*** DATASET EXTRACT Section Begins ***
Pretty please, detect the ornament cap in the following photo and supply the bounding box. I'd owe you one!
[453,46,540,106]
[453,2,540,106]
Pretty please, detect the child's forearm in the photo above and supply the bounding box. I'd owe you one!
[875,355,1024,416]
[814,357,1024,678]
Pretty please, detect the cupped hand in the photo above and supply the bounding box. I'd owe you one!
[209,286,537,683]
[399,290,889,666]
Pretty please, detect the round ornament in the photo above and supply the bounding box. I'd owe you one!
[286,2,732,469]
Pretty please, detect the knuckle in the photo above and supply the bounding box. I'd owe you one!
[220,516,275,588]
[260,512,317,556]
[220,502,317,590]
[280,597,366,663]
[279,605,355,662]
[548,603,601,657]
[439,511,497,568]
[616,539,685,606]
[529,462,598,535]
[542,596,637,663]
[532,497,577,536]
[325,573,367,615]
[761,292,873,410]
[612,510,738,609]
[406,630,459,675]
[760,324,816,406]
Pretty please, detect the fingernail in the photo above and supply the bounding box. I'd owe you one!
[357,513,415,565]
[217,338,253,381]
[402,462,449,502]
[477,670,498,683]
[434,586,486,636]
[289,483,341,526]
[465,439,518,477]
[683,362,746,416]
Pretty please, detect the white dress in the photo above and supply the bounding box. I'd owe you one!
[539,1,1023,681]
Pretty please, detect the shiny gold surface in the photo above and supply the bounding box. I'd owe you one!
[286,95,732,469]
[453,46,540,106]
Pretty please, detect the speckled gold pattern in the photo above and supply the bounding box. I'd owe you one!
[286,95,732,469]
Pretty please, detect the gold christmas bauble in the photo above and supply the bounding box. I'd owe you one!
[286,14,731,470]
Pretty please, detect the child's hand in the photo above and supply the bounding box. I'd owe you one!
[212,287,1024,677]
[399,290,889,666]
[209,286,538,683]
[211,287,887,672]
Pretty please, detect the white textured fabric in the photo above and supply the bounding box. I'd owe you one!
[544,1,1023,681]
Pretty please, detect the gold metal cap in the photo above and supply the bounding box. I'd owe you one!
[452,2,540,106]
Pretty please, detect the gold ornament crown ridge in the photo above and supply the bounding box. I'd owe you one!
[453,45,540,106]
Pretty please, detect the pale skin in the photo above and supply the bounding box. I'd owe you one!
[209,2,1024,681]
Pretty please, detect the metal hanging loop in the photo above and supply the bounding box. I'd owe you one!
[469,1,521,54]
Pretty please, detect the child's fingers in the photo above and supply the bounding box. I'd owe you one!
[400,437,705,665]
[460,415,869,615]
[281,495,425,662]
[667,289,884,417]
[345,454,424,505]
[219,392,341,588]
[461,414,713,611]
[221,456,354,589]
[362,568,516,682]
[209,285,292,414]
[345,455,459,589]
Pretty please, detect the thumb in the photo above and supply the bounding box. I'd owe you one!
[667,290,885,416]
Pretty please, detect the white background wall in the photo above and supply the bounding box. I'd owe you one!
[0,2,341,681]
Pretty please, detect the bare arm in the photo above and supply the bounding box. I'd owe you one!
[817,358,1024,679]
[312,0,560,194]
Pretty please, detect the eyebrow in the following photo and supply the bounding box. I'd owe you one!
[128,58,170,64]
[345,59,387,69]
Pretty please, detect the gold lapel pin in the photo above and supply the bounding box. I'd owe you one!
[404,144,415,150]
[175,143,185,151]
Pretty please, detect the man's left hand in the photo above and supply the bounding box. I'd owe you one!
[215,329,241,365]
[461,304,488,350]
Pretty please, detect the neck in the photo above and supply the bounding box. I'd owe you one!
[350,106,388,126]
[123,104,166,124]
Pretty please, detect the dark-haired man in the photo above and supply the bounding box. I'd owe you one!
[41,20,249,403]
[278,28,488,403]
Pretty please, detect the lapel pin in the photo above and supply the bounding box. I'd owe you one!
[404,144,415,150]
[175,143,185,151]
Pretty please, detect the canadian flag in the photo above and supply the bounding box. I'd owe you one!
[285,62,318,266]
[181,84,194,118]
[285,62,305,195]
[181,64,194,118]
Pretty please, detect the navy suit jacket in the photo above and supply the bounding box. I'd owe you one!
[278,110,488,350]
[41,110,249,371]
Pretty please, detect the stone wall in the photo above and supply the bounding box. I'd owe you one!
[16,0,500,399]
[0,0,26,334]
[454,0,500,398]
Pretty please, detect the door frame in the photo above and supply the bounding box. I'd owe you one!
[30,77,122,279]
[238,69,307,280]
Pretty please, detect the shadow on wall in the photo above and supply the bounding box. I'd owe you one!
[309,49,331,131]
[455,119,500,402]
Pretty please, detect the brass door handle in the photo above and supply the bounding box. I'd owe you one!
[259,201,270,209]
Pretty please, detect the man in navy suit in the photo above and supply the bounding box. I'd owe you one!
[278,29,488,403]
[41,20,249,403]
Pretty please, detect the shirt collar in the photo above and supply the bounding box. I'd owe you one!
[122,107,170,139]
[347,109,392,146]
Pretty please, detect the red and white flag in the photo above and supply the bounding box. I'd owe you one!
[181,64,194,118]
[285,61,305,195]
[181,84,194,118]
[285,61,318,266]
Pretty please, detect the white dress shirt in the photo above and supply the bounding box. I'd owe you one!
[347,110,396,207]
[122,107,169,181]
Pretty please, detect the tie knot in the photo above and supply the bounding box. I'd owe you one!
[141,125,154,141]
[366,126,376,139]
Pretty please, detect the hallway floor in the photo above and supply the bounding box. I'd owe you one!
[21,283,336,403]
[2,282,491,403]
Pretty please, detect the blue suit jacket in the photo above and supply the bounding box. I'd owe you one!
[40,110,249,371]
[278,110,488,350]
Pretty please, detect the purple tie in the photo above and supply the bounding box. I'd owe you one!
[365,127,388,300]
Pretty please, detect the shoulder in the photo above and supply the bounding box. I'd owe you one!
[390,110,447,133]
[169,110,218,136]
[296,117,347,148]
*** DATASET EXTRACT Section Ends ***
• _WHAT YOU SHOULD DO_: Copy the data exactly. Leave nothing out.

• _OUTPUT BELOW_:
Pretty please, detect the ornament cap in the following photo and supply the bounding box. I'd owe you one!
[453,46,540,106]
[453,2,540,106]
Pretty please, detect the child's forearm in the photo above and supply the bounding box. I'd owe you one!
[875,355,1024,416]
[814,357,1024,678]
Pretty please, detect the cupped hand in the photo above and supply the bounding box. I'd owe you one!
[209,286,537,683]
[399,290,889,666]
Pretty please, detect the round ornament in the photo above and supply the bounding box. I'd owe you one!
[286,2,732,469]
Pretty please, detect the knuckle in the photo above and supply the bounding box. I'd owe you one!
[220,516,275,588]
[260,512,317,556]
[220,502,317,590]
[280,597,366,663]
[279,605,355,662]
[548,603,601,657]
[439,511,497,568]
[616,539,685,606]
[529,462,598,535]
[542,596,637,663]
[532,497,577,536]
[325,573,367,615]
[761,292,873,410]
[612,510,738,609]
[406,630,459,675]
[760,324,816,406]
Pretty please, detect the fingernail in the photo above and supply the bounding box. I'd owe you one!
[357,513,415,565]
[217,338,253,381]
[402,462,449,502]
[477,670,498,683]
[434,586,486,636]
[289,483,341,526]
[465,439,518,477]
[683,362,746,416]
Pretty please, detect the white dress in the photo above and supply the bounding box. I'd owe you one!
[539,1,1023,681]
Pretty please, detect the shiny gold surface in the photo above and supply the bounding box. I'd owe you one!
[286,95,732,469]
[453,46,540,106]
Pretty please, detect the speckled gold pattern in the photo above and supply the bounding box. I'd owe you one!
[286,95,732,469]
Pretty please, detect the gold christmas bauble in the photo above and supply the bounding box. I'd owe you one!
[286,14,731,470]
Pretty please, detect the child's hand in the photo above and supply the bounding box. I'd owe you one!
[212,287,1024,677]
[399,290,889,666]
[209,286,538,683]
[211,287,887,672]
Pretty please, detect the white textured fabric in the photo above and supply the bounding box. I'd owe you one!
[544,1,1023,681]
Pretty please, detect the gold metal cap in the photo above and supply the bounding box. I'd owe you one!
[452,2,540,106]
Pretty please, detect the gold ornament crown ridge in the photo above and supply the bounding box. I'd owe you one!
[453,45,540,106]
Pretty please, detect the pale skin in the photo above and supply the bounding box. I'd owe you one!
[209,2,1024,681]
Pretty please, detect the metal hanging loop in the photo above and supply the bounding box. I'd owe you one!
[469,1,521,54]
Pretty please, detect the child's fingers in the photo above and supply the bounding box. I'd owe you one!
[400,437,705,665]
[460,415,869,615]
[281,495,425,662]
[667,289,884,417]
[345,454,424,505]
[219,392,341,588]
[461,414,713,611]
[221,456,354,589]
[362,568,516,682]
[209,285,292,414]
[345,455,459,589]
Pretty please, detect the thumb in the photo above and supply the bounding box. I'd owe you one!
[667,290,885,416]
Pretty please, detect the white background wall in the photo above and supply the bounding box. I'd owe you one!
[0,2,341,681]
Pretty please, detect the bare arm in the photo above and supply the bounding box. I'd owe you one!
[817,358,1024,679]
[312,0,560,194]
Pretty please, detect the eyebrow in the following photo and supply the bounding box. I'd owe you one!
[128,58,170,64]
[345,59,387,69]
Pretty please, detect the gold lapel pin in the photo above and supply the bounding box. I'd owe you one!
[404,144,415,150]
[175,143,185,151]
Pretty please, detect the man's left hand in the photo above and supply the bounding box. I'd owe you one!
[215,329,241,365]
[461,304,488,350]
Pretty please, detect the neck in the photo above and supply the bounding box. I'd owe you one!
[350,106,388,126]
[123,104,166,124]
Pretty please, detect the dark-haired man in the photo above and supply the bounding box. I'd owe you one!
[41,20,249,403]
[278,28,488,403]
Pretty please, detect the lapel pin in the photo above and supply the bounding box. I'd owe you one!
[404,144,415,150]
[175,143,185,151]
Pretty please, detect the canadian flag in the photo above and supply the bounding box. I'd owe you one!
[285,62,318,266]
[181,84,194,118]
[285,62,305,195]
[181,64,194,118]
Pretty please, detect the navy suit jacket in the photo above and supply the bounding box. I'd owe you one!
[278,110,488,350]
[41,110,249,371]
Pretty please, detect the stone wall in the photo above and supply the bounding box. I'd owe you one!
[16,0,500,399]
[0,0,26,334]
[454,0,500,398]
Pretty please, detect the door frame in the photo above and supply the bounding box. I'd owe you one!
[30,77,122,279]
[238,69,307,280]
Pretty please, detect the shadow on wall in the photo above and supply the bounding box. I'd owe you one!
[309,49,331,131]
[455,119,500,402]
Pretty please, detect the brass door handle in the photo above and supply the bounding box. I'd owe you one!
[259,201,270,209]
Pretty please, detect the man in navy suit in the photo above and supply the bounding box. I'd owe you one!
[278,29,488,403]
[41,20,249,403]
Pretty please, detect the shirt collar in the photo above and supply the bounding box. I'd owe you one!
[122,107,170,139]
[347,109,392,146]
Pretty please, detect the red and white flag in the photo above and supply the bounding box. I'd owe you one!
[181,64,194,118]
[285,61,305,195]
[181,84,194,118]
[285,61,318,266]
Pretty please, detect the white dress shirt in the photo above and supply the bounding box. I'd owe you one!
[347,110,396,207]
[122,107,169,181]
Pretty please, detect the tie knot in the photo above and supply the bounding box. I'd owe you one!
[141,125,154,141]
[366,126,376,139]
Pretty please, detect the hallway floor in the photo above and supply the bounding box. I'd owe you one!
[21,283,336,403]
[2,282,491,403]
Pretty please, detect the blue suit jacket in the photo above and supply the bounding box. I'd owe you one!
[40,110,249,371]
[278,110,488,350]
Pretty please, detect the purple tie in the photo above and supply the bounding box. I'd owe you one!
[365,127,388,300]
Pretty please, detect the shoulder in the photo above and supply the bounding box. I'd owe you one!
[390,110,447,133]
[169,110,218,136]
[296,117,347,148]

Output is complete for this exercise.